Find every line in the records below that holds the word "ceiling", and copy it out.

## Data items
——
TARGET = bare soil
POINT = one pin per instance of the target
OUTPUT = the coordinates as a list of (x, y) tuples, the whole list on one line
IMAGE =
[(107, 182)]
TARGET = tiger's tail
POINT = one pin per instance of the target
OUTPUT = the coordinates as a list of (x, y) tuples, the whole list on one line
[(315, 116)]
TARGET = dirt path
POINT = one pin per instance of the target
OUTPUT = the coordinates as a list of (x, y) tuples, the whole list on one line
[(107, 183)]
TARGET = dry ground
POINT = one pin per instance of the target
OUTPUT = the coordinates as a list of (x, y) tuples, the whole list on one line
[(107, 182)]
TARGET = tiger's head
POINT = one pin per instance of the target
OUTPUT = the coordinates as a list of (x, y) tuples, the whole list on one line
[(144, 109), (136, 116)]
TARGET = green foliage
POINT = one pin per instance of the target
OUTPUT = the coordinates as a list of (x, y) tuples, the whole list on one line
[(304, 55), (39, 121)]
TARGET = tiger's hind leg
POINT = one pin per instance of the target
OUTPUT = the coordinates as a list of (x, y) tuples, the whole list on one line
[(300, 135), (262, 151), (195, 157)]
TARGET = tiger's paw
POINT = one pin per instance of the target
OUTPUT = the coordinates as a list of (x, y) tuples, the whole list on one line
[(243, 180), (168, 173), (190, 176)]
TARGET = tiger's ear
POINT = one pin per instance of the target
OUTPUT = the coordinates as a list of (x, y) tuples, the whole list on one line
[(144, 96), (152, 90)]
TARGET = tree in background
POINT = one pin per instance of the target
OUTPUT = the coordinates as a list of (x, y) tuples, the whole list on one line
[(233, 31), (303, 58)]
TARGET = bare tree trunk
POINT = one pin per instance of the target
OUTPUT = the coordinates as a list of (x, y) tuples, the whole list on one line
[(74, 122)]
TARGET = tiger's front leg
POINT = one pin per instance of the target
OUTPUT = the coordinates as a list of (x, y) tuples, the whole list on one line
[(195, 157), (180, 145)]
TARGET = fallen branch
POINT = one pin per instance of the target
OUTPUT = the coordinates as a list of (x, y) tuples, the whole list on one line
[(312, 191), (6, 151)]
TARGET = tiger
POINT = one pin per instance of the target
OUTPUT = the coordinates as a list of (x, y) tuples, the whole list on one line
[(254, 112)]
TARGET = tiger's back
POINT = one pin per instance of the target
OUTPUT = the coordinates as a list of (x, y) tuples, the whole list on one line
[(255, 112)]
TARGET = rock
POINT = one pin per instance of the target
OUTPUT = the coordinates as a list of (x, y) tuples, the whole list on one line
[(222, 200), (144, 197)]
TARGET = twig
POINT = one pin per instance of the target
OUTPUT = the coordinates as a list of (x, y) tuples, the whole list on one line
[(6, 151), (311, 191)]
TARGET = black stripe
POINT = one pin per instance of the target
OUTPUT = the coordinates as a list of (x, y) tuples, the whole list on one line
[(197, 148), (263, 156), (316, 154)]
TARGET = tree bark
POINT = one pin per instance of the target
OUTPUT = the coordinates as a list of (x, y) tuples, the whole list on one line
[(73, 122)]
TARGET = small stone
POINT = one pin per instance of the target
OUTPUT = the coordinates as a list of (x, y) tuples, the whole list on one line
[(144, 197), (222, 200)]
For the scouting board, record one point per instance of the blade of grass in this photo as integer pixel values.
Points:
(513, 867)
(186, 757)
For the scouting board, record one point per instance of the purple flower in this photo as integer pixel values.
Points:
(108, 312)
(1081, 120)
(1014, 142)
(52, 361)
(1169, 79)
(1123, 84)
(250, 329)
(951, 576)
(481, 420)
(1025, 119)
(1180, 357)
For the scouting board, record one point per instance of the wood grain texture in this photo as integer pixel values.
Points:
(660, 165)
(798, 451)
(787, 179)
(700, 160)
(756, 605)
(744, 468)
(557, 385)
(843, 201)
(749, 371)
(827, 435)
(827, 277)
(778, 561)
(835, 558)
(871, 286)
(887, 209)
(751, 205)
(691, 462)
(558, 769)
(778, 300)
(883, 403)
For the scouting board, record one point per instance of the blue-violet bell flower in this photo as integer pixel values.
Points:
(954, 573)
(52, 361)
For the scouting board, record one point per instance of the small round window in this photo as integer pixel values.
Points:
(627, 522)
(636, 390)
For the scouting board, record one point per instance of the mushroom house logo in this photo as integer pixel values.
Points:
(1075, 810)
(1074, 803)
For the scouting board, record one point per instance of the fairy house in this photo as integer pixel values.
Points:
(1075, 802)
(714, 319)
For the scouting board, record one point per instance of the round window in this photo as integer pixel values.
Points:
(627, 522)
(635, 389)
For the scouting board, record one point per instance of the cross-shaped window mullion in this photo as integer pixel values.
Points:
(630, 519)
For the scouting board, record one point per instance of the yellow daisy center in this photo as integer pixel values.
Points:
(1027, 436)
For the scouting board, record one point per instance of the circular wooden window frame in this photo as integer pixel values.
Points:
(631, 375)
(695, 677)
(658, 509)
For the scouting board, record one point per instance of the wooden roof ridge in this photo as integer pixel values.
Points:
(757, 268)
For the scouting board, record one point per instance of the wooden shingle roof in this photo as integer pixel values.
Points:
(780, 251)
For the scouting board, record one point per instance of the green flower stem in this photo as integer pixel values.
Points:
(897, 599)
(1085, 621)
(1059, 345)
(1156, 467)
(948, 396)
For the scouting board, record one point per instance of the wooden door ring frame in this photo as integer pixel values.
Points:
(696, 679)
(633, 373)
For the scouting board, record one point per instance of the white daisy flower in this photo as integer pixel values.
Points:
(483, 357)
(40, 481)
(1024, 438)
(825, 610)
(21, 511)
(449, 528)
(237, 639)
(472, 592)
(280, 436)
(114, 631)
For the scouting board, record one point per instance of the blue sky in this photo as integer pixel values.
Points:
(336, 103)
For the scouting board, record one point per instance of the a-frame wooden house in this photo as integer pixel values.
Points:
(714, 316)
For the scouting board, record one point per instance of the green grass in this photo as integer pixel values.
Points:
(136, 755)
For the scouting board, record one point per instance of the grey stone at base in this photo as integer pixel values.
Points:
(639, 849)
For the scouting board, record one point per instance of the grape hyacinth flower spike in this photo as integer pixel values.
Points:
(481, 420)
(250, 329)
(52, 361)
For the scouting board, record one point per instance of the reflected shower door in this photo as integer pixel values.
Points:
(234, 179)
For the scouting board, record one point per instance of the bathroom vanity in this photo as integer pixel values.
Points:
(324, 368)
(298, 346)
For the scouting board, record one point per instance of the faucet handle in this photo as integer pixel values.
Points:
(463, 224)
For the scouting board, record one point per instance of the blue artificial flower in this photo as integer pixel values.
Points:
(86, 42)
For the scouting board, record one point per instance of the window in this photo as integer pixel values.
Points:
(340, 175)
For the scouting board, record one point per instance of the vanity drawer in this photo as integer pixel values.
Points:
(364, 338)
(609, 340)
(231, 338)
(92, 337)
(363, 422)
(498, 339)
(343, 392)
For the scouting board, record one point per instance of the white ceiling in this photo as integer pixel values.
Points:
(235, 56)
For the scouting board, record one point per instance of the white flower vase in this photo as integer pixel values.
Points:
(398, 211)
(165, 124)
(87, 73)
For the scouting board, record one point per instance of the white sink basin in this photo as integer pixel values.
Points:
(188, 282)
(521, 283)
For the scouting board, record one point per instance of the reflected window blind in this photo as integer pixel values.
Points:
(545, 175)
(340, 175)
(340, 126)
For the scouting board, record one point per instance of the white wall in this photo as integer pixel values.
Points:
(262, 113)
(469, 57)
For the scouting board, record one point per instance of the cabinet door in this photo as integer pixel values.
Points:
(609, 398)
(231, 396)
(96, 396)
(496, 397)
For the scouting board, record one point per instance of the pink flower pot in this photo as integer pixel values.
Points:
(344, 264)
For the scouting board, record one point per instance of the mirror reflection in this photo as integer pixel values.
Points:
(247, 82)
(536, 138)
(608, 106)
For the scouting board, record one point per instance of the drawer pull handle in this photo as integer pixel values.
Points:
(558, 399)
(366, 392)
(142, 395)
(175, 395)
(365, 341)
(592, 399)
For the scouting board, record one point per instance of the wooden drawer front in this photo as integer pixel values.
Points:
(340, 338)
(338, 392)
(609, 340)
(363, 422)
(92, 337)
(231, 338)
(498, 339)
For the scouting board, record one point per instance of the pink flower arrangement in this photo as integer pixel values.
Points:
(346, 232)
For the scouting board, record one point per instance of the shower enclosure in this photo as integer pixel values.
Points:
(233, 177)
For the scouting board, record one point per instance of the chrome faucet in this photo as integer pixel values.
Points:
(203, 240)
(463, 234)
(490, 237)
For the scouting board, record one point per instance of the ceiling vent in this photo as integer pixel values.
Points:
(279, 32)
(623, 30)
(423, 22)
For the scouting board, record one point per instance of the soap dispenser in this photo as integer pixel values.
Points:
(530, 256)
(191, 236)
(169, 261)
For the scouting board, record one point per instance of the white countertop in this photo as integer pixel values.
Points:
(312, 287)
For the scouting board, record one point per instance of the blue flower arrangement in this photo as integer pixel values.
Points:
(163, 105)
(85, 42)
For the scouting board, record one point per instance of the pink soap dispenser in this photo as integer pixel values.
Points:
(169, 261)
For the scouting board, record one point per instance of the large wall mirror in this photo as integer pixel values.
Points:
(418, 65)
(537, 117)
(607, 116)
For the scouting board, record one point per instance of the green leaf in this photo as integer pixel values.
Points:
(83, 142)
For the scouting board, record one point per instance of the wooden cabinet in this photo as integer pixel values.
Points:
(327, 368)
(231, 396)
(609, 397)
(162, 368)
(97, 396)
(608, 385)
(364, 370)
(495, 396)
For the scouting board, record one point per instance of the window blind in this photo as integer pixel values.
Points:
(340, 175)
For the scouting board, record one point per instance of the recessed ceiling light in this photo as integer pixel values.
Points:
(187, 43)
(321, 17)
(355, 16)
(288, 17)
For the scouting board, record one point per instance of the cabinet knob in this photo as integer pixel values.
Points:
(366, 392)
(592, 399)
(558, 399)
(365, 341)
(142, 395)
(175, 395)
——
## Answer
For the scouting board, record one point per instance of the white ceiling in this photo as integer pixel values.
For the scouting board, record one point per instance of the ceiling vent in this photo as integer pixel values.
For the scouting board, record one point per instance of the recessed ceiling light in this photo as integer pixel values.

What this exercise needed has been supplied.